> Records for processing

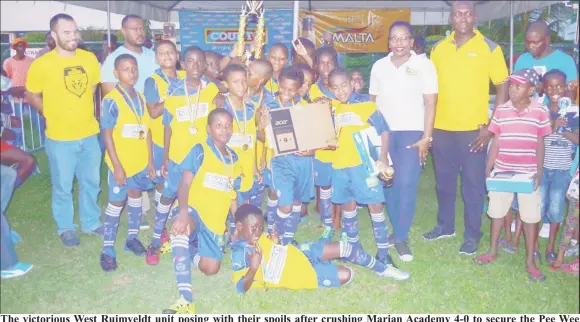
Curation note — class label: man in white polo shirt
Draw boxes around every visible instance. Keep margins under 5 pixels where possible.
[369,21,438,261]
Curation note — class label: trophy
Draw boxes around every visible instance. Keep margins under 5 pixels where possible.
[236,1,265,65]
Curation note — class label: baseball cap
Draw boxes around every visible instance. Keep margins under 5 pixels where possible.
[508,68,540,86]
[10,38,28,49]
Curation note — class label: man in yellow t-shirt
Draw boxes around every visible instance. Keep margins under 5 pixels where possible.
[26,13,103,246]
[423,1,508,255]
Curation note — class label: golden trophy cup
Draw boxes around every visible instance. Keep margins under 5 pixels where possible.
[236,1,266,65]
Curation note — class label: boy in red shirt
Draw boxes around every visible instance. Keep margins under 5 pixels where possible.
[474,69,552,281]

> Your goal
Rewrite all the items above as a two-column CSV with the headers "text" and "boxes", one row per item. Put each item's text and its answer in a single quoted field apiece, replace line breaks with spaces, and leave out the pictures.

> Worked answer
text,boxes
"Curation note — class label: man in white polo shirt Draw boxes around every visible instance. Keep margins under 5 pixels where possible.","[369,21,438,261]"
"Curation note — class label: trophy Draw boxes around every visible instance. Keep margins under 5 pixels where possible.","[236,1,265,65]"
"Curation note — class label: baseball cap Draw boxes around every visible instance. Keep margins under 5 pixels where possible.","[508,68,540,86] [10,38,28,49]"
"Curation note — class label: man in yellow t-shirt Draw boxes around every visible instance. Keep margins under 5 pixels where possible.","[26,13,103,246] [423,1,508,255]"
"Curation note — class label: golden trophy cup Draw boxes around every visible instance. Keep margins under 5 pixels where possible.","[236,1,266,65]"
"Curation note — class label: boy in red shirt Draw boxes around every visible instance. Keep margins under 5 pixels where possible.","[474,69,552,281]"